[DATA EXCERPTS]

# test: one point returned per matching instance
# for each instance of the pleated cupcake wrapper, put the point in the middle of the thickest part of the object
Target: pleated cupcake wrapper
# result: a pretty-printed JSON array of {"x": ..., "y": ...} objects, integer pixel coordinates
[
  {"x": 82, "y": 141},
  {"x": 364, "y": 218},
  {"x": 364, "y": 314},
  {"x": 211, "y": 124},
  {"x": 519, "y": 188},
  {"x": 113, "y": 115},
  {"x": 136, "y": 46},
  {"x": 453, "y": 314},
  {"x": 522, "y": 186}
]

[/DATA EXCERPTS]

DIRECTIONS FOR THIS TASK: Every line with "instance" in it should be copied from the entries.

RESULT:
# test: one point returned per matching instance
# for each instance of the pleated cupcake wrapper, put the point in the middle of the thickest part of the object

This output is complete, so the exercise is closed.